OBJECTIF DE LA TÂCHE:
Mettez dans une liste JSON de chaînes les lignes des données ci-dessous, depuis le début jusqu'à la ligne contenant "point(166, 134)" incluse. Chaque ligne doit former une chaîne, et les lignes vides sont omises.

DONNÉES D'ENTRÉE:
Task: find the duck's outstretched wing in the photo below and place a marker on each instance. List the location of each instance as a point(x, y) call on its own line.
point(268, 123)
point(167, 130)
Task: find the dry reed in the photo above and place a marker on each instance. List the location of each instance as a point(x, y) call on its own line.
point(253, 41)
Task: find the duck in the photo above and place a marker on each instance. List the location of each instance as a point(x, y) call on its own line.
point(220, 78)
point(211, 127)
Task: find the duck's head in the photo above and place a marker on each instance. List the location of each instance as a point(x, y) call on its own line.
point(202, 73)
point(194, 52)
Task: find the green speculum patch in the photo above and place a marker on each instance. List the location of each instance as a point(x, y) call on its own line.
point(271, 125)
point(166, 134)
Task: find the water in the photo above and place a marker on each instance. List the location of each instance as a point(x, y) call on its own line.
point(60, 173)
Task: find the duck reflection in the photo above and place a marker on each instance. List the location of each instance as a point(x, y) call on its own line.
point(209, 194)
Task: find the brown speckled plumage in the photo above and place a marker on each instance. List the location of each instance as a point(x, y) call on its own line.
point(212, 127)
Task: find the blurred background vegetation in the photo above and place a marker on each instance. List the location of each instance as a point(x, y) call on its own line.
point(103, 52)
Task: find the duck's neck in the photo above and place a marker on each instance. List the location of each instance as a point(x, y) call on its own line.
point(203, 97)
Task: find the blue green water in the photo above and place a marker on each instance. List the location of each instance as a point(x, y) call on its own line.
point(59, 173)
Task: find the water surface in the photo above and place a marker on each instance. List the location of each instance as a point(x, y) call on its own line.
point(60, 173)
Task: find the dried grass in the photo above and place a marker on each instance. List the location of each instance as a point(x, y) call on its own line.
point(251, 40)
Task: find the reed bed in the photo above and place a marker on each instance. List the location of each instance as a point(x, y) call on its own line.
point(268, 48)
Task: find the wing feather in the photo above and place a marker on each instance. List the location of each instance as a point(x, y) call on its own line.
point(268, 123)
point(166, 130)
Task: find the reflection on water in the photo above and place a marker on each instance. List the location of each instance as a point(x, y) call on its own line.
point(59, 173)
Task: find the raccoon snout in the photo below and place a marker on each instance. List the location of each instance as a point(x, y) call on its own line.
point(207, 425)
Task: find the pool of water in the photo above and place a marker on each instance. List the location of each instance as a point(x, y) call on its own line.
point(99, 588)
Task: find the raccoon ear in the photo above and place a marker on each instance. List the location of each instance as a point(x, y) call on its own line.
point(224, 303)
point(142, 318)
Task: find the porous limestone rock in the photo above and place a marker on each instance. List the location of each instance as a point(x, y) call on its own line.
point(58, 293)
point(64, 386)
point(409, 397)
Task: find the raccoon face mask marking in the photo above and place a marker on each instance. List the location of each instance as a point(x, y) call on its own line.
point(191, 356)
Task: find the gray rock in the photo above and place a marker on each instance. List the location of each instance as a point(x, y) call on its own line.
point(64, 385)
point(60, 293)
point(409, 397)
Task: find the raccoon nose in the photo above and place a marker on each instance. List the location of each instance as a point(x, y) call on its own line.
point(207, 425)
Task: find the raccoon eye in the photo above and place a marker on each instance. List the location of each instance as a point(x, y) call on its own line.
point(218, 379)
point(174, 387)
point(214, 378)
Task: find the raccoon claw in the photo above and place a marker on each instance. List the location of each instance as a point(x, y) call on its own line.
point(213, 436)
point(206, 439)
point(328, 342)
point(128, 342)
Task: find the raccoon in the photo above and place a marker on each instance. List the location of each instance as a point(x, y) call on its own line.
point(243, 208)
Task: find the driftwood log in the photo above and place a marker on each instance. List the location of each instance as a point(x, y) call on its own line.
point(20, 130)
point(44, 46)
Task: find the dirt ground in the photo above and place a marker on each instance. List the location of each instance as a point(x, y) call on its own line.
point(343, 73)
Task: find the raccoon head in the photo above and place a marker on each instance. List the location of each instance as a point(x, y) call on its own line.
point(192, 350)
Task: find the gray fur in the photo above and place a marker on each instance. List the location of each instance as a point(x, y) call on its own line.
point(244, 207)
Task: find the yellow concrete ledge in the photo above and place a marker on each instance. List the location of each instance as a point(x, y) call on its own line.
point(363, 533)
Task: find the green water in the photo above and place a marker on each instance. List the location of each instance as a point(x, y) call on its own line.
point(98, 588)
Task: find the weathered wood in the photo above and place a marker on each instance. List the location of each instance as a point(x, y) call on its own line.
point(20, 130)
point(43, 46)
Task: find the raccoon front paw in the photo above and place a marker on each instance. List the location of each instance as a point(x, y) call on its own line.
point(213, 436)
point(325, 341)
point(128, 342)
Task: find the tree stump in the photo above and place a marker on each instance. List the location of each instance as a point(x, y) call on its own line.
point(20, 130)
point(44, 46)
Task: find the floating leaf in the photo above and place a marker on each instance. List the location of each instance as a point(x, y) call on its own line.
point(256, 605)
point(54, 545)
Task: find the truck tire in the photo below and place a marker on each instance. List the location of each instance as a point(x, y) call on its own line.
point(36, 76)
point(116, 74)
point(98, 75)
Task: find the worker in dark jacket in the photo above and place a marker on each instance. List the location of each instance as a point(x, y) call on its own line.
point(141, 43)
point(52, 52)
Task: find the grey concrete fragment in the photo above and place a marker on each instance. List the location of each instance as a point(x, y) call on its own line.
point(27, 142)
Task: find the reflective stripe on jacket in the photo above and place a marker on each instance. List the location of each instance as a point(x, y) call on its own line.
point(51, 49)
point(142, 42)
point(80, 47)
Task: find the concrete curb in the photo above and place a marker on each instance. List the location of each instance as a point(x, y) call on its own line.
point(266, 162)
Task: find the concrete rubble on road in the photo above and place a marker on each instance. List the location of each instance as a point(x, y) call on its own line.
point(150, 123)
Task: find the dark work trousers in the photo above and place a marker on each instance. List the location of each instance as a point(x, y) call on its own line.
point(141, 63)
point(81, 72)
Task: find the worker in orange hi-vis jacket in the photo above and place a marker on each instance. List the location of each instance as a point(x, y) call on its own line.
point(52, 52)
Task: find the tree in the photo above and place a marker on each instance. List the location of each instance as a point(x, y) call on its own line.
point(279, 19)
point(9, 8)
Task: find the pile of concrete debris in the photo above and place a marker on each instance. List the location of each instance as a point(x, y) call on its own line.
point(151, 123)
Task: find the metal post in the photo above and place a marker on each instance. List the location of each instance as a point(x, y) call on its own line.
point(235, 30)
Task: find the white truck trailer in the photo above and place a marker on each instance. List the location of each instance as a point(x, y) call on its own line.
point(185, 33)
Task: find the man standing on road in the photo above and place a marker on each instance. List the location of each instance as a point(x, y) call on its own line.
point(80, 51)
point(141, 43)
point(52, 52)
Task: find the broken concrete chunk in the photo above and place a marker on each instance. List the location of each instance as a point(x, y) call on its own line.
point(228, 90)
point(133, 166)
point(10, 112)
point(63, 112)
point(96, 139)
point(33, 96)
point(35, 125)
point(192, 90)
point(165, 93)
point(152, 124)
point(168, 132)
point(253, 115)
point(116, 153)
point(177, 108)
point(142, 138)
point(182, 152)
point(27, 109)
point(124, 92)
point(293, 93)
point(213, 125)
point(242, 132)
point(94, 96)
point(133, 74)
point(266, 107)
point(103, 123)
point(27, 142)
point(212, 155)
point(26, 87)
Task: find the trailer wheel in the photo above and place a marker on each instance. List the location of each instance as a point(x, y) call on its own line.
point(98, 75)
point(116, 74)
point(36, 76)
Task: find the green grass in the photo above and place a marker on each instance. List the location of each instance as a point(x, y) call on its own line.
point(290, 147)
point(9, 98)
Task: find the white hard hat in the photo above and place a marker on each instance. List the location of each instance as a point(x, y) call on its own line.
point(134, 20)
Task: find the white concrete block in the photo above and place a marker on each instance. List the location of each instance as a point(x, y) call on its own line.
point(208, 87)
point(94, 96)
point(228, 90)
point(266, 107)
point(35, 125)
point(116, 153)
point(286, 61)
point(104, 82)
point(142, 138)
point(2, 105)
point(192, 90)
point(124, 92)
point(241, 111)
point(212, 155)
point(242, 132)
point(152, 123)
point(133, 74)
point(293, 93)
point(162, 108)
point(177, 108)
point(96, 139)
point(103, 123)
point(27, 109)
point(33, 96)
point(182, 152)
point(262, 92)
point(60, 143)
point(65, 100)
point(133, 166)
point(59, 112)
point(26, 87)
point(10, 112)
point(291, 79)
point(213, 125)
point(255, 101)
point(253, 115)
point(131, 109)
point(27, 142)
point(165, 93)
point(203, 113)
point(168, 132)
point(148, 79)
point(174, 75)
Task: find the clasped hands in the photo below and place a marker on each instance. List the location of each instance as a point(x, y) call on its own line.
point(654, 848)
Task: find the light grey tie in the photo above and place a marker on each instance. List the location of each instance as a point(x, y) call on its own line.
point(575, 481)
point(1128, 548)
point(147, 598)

RÉPONSE FINALE:
[
  "Task: find the duck's outstretched wing in the photo below and place a marker on each instance. List the location of each instance as a point(x, y) call on its own line.",
  "point(268, 123)",
  "point(167, 130)",
  "Task: find the dry reed in the photo above and place a marker on each instance. List the location of each instance as a point(x, y) call on its own line.",
  "point(253, 41)",
  "Task: find the duck in the photo above and place a marker on each instance. List the location of each instance as a point(x, y) call on its own line.",
  "point(220, 78)",
  "point(211, 127)",
  "Task: find the duck's head in the photo above and place a marker on each instance. List the location of each instance as a point(x, y) call on its own line.",
  "point(202, 73)",
  "point(194, 52)",
  "Task: find the green speculum patch in the photo above and place a marker on each instance. List the location of each instance as a point(x, y) call on its own line.",
  "point(271, 125)",
  "point(166, 134)"
]